*** 課題文

自社ビルのメリットとは?賃貸オフィスと比較したデメリットも解説
目次
自社オフィスを構える方法には、大きく分けて賃貸と自社ビルの購入があります。
賃貸と自社ビルの購入にはそれぞれメリット・デメリットがあるため、中長期的な経営計画をもとに慎重な判断が必要です。
この記事では、自社ビルの保有をお考えの人に向けて、賃貸と比較した自社ビルのメリットだけでなく、デメリットや物件を選ぶ際の注意点などを解説します。
自社ビルを選ぶ際に押さえておきたいポイントもあわせて確認しましょう。
自社ビルについて
自社ビルとは、企業が自ら購入・保有するオフィスや店舗ビルのことです。財務諸表上、自社ビルは固定資産になります。
自社ビルを持つには、中古や新築ですでに建設されているものを購入する方法と、空いている土地を用意して新たに建築する方法の二通りがあります。上場企業の場合は、自社ビルを本社として構え、支店や事業所は賃貸ビルを利用するのが一般的です。
高度成長期では、都心部に自社ビルを持つことが行われていました。自社ビルの購入・保有には大きな資金が必要となるため、自社ビルを持つことは、それを工面できるほど売上や経営が安定していることを意味します。
近年は、経費を抑えるために、売上が拡大しても自社ビルを持たず賃貸オフィスを活用し続ける企業もあります。
自社ビルを持つか持たないかの判断は、中長期的な経営計画に大きく影響します。そのため、メリット・デメリットや自社の状況を踏まえたうえで、慎重に判断する必要があるといえるでしょう。
自社ビルを保有するメリット7つ
自社ビルを保有するメリットには、次のようなものがあります。

******

## [課題の指示]
自社ビルのメリットとデメリットを扱った課題文を、一字一句変えずに全文そのまま再掲してもらえますか? この後の記録は参照しなくてかまいません。

*** 提示データ

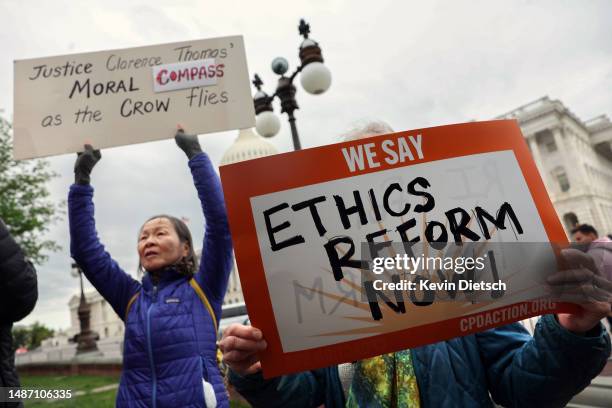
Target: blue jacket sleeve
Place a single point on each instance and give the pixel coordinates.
(116, 286)
(545, 370)
(300, 390)
(216, 260)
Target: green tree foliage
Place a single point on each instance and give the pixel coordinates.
(31, 336)
(25, 206)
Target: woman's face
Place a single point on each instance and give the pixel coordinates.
(159, 245)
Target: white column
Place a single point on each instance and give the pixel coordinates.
(537, 157)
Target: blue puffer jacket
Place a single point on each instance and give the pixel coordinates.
(505, 364)
(170, 337)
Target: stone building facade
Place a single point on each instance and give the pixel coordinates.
(574, 158)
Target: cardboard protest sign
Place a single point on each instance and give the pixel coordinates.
(311, 232)
(128, 96)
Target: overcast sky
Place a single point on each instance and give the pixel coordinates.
(413, 64)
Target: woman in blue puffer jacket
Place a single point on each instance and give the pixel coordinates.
(169, 357)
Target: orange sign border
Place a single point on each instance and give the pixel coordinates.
(243, 180)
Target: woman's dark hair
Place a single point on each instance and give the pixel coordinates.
(187, 265)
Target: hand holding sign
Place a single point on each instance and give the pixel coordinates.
(240, 346)
(85, 163)
(585, 284)
(188, 143)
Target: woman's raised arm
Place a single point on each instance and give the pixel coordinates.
(116, 286)
(216, 260)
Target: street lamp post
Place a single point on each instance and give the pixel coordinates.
(315, 78)
(86, 339)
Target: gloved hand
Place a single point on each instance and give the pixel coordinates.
(188, 143)
(85, 162)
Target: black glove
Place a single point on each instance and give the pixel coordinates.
(86, 161)
(188, 143)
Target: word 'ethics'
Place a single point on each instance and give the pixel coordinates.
(363, 156)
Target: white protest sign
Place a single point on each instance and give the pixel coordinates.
(128, 96)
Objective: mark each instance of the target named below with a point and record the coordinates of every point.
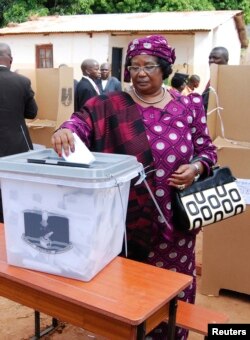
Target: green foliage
(21, 10)
(243, 5)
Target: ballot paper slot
(57, 161)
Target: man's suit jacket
(84, 91)
(112, 85)
(16, 103)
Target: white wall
(70, 49)
(192, 50)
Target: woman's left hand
(183, 176)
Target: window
(44, 56)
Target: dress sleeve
(204, 149)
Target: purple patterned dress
(176, 134)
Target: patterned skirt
(178, 256)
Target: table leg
(172, 318)
(141, 331)
(38, 333)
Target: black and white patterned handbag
(207, 201)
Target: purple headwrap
(155, 45)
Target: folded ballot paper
(81, 154)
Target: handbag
(207, 201)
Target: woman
(168, 134)
(193, 83)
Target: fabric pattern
(154, 45)
(162, 140)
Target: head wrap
(155, 45)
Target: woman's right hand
(63, 139)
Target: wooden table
(126, 300)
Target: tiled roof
(129, 22)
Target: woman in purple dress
(168, 133)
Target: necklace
(144, 101)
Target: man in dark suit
(107, 83)
(16, 104)
(86, 87)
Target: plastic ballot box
(65, 218)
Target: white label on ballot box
(81, 154)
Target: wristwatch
(198, 172)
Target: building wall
(192, 49)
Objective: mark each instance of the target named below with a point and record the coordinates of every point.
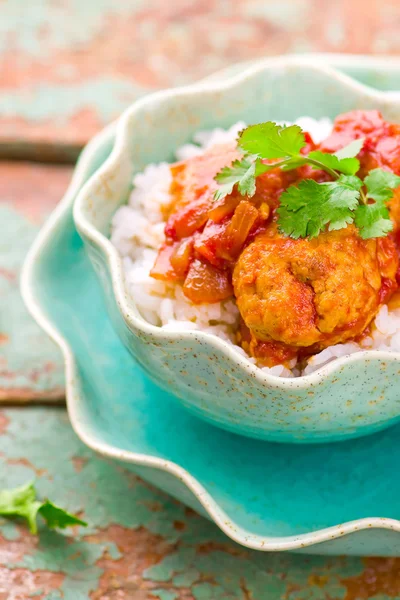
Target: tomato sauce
(203, 237)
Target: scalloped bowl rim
(222, 520)
(127, 305)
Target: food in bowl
(281, 239)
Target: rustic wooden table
(66, 69)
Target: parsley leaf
(242, 173)
(305, 210)
(269, 140)
(22, 502)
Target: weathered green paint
(160, 550)
(104, 97)
(64, 51)
(30, 364)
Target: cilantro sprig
(310, 207)
(22, 502)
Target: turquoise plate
(322, 499)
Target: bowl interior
(267, 489)
(156, 126)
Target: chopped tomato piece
(163, 268)
(239, 228)
(189, 218)
(182, 256)
(223, 208)
(205, 283)
(210, 242)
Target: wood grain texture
(65, 71)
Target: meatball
(311, 293)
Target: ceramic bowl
(352, 396)
(264, 496)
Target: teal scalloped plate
(327, 499)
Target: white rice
(138, 232)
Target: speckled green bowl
(352, 396)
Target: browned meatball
(318, 292)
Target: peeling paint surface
(141, 544)
(82, 63)
(31, 366)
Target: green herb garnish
(22, 502)
(310, 207)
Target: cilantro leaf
(22, 502)
(347, 166)
(380, 184)
(242, 173)
(269, 140)
(305, 210)
(58, 517)
(373, 220)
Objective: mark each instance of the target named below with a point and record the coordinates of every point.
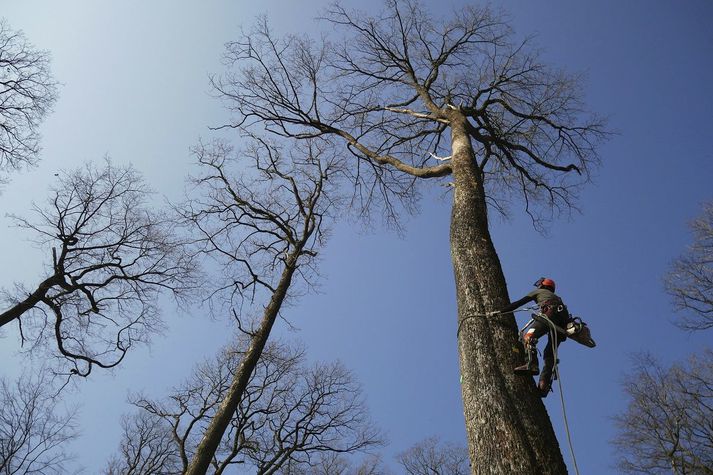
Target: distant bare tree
(431, 457)
(690, 280)
(289, 414)
(336, 464)
(668, 426)
(27, 93)
(401, 87)
(147, 448)
(34, 432)
(263, 219)
(111, 253)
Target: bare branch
(27, 93)
(667, 425)
(112, 255)
(690, 280)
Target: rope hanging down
(554, 329)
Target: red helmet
(545, 282)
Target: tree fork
(219, 423)
(508, 428)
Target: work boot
(532, 366)
(544, 386)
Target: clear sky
(134, 80)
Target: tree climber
(553, 308)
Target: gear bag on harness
(578, 331)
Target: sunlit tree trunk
(507, 424)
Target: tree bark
(507, 425)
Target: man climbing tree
(400, 87)
(553, 308)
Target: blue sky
(135, 86)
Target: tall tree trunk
(216, 429)
(508, 428)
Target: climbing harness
(554, 331)
(575, 329)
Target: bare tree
(289, 414)
(27, 93)
(111, 255)
(667, 427)
(431, 457)
(264, 224)
(400, 88)
(336, 464)
(33, 432)
(690, 280)
(147, 447)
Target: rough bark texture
(508, 428)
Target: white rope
(553, 335)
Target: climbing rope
(497, 314)
(553, 335)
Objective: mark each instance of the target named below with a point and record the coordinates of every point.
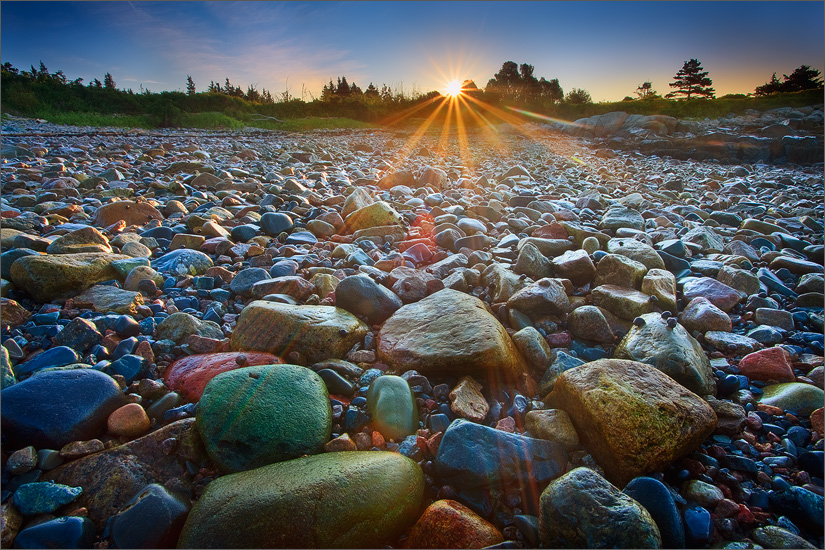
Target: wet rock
(63, 275)
(255, 416)
(449, 524)
(392, 406)
(671, 350)
(449, 333)
(112, 477)
(631, 417)
(473, 455)
(581, 509)
(315, 332)
(53, 408)
(312, 502)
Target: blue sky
(607, 48)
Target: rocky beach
(600, 335)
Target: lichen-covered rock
(631, 417)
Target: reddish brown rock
(189, 375)
(768, 364)
(450, 524)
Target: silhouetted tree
(691, 80)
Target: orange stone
(129, 421)
(189, 375)
(450, 524)
(816, 421)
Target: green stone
(360, 499)
(793, 396)
(392, 406)
(254, 416)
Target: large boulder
(581, 509)
(671, 350)
(449, 333)
(631, 417)
(63, 275)
(334, 500)
(255, 416)
(316, 332)
(57, 407)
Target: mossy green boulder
(359, 499)
(793, 396)
(391, 403)
(254, 416)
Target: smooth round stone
(657, 500)
(275, 223)
(151, 519)
(254, 416)
(242, 233)
(63, 532)
(43, 497)
(54, 408)
(392, 406)
(333, 500)
(183, 261)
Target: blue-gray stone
(361, 295)
(244, 279)
(151, 519)
(801, 505)
(43, 497)
(274, 223)
(53, 408)
(57, 356)
(656, 498)
(63, 532)
(130, 367)
(698, 525)
(183, 261)
(474, 455)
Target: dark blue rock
(656, 498)
(336, 384)
(151, 519)
(53, 408)
(698, 525)
(243, 233)
(130, 367)
(275, 223)
(126, 326)
(182, 261)
(80, 335)
(473, 455)
(812, 462)
(361, 295)
(244, 279)
(804, 507)
(63, 532)
(301, 237)
(57, 356)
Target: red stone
(189, 375)
(450, 524)
(768, 364)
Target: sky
(606, 48)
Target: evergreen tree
(691, 80)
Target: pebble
(511, 271)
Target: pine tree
(692, 80)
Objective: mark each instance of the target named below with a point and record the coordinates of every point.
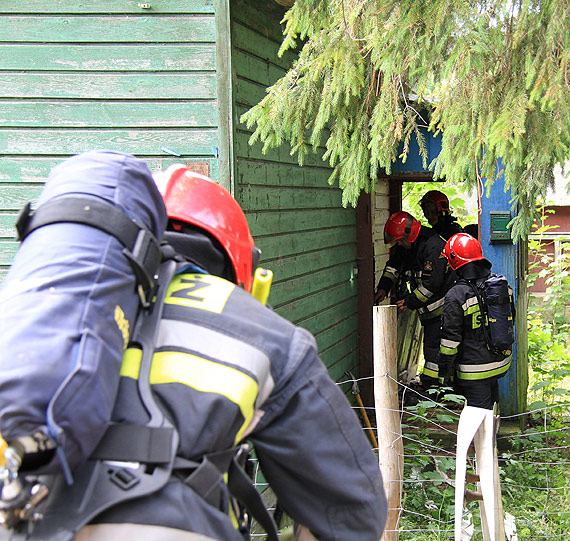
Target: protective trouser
(479, 394)
(432, 338)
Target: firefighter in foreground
(227, 369)
(417, 264)
(435, 206)
(467, 359)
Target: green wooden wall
(307, 239)
(80, 75)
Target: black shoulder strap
(484, 314)
(141, 247)
(99, 485)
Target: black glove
(446, 374)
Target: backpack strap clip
(142, 249)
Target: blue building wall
(504, 257)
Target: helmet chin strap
(200, 249)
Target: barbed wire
(428, 441)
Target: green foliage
(492, 77)
(533, 471)
(549, 324)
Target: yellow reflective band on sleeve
(420, 295)
(207, 377)
(131, 363)
(430, 373)
(481, 372)
(201, 291)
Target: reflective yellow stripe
(483, 375)
(199, 291)
(420, 295)
(472, 310)
(207, 377)
(447, 351)
(430, 373)
(131, 363)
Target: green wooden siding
(80, 75)
(307, 239)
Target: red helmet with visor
(401, 225)
(197, 200)
(461, 249)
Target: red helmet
(461, 249)
(198, 200)
(436, 198)
(401, 225)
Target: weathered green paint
(279, 246)
(199, 142)
(107, 6)
(109, 114)
(176, 78)
(109, 86)
(225, 96)
(110, 29)
(81, 75)
(307, 239)
(126, 58)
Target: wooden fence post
(390, 445)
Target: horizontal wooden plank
(255, 69)
(108, 29)
(278, 246)
(254, 198)
(259, 17)
(298, 288)
(272, 223)
(35, 169)
(289, 267)
(280, 154)
(15, 197)
(108, 114)
(337, 333)
(263, 173)
(108, 86)
(247, 94)
(108, 6)
(199, 142)
(330, 315)
(245, 40)
(302, 309)
(156, 57)
(339, 352)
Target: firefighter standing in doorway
(422, 277)
(466, 359)
(435, 206)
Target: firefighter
(465, 356)
(421, 276)
(435, 206)
(228, 369)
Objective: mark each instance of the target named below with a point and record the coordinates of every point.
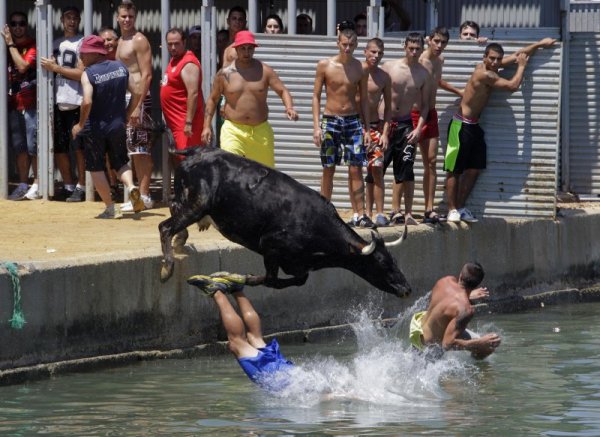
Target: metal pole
(292, 12)
(88, 29)
(253, 25)
(164, 61)
(331, 18)
(3, 114)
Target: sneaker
(363, 222)
(78, 195)
(135, 198)
(381, 220)
(111, 212)
(148, 202)
(33, 193)
(19, 192)
(209, 285)
(454, 216)
(466, 216)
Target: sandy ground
(52, 231)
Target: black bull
(292, 226)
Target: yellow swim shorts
(252, 142)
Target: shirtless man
(134, 51)
(340, 132)
(433, 61)
(444, 325)
(236, 21)
(466, 150)
(379, 84)
(245, 83)
(411, 85)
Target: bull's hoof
(166, 271)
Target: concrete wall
(112, 304)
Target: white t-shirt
(68, 92)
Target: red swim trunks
(431, 128)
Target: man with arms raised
(340, 132)
(245, 83)
(411, 85)
(466, 150)
(444, 325)
(379, 84)
(134, 51)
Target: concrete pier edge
(511, 304)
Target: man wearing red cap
(104, 114)
(181, 94)
(244, 83)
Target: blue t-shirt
(110, 80)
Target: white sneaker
(19, 192)
(466, 216)
(454, 216)
(33, 193)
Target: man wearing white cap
(104, 114)
(245, 83)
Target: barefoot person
(466, 150)
(444, 325)
(340, 132)
(411, 85)
(262, 362)
(378, 86)
(245, 83)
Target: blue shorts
(342, 136)
(262, 368)
(22, 126)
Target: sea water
(544, 379)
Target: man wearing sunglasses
(22, 114)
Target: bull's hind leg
(168, 228)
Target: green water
(543, 380)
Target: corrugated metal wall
(584, 113)
(521, 128)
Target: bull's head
(378, 266)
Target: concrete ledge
(109, 305)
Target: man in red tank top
(181, 93)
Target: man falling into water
(444, 325)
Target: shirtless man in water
(134, 51)
(466, 150)
(411, 86)
(245, 83)
(444, 324)
(340, 133)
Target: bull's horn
(369, 248)
(399, 240)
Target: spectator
(340, 132)
(67, 87)
(396, 19)
(304, 25)
(195, 41)
(104, 114)
(360, 24)
(469, 30)
(22, 111)
(273, 24)
(466, 150)
(236, 21)
(134, 51)
(181, 93)
(246, 130)
(411, 85)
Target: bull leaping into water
(293, 227)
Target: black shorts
(97, 145)
(63, 123)
(400, 153)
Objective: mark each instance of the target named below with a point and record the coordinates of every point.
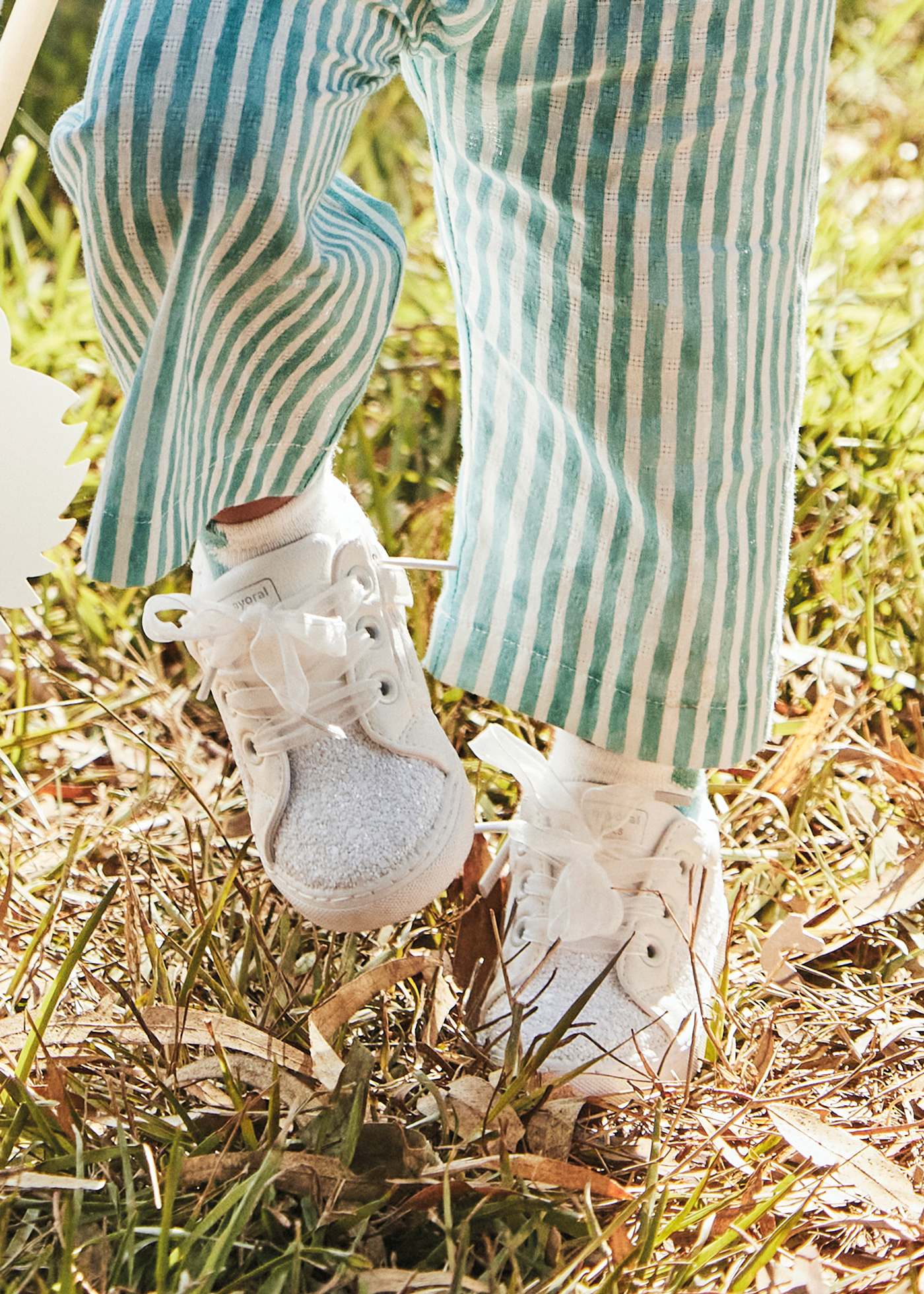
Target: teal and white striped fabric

******

## [解答]
自社ビルのメリットとは?賃貸オフィスと比較したデメリットも解説
目次
自社オフィスを構える方法には、大きく分けて賃貸と自社ビルの購入があります。
賃貸と自社ビルの購入にはそれぞれメリット・デメリットがあるため、中長期的な経営計画をもとに慎重な判断が必要です。
この記事では、自社ビルの保有をお考えの人に向けて、賃貸と比較した自社ビルのメリットだけでなく、デメリットや物件を選ぶ際の注意点などを解説します。
自社ビルを選ぶ際に押さえておきたいポイントもあわせて確認しましょう。
自社ビルについて
自社ビルとは、企業が自ら購入・保有するオフィスや店舗ビルのことです。財務諸表上、自社ビルは固定資産になります。
自社ビルを持つには、中古や新築ですでに建設されているものを購入する方法と、空いている土地を用意して新たに建築する方法の二通りがあります。上場企業の場合は、自社ビルを本社として構え、支店や事業所は賃貸ビルを利用するのが一般的です。
高度成長期では、都心部に自社ビルを持つことが行われていました。自社ビルの購入・保有には大きな資金が必要となるため、自社ビルを持つことは、それを工面できるほど売上や経営が安定していることを意味します。
近年は、経費を抑えるために、売上が拡大しても自社ビルを持たず賃貸オフィスを活用し続ける企業もあります。
自社ビルを持つか持たないかの判断は、中長期的な経営計画に大きく影響します。そのため、メリット・デメリットや自社の状況を踏まえたうえで、慎重に判断する必要があるといえるでしょう。
自社ビルを保有するメリット7つ
自社ビルを保有するメリットには、次のようなものがあります。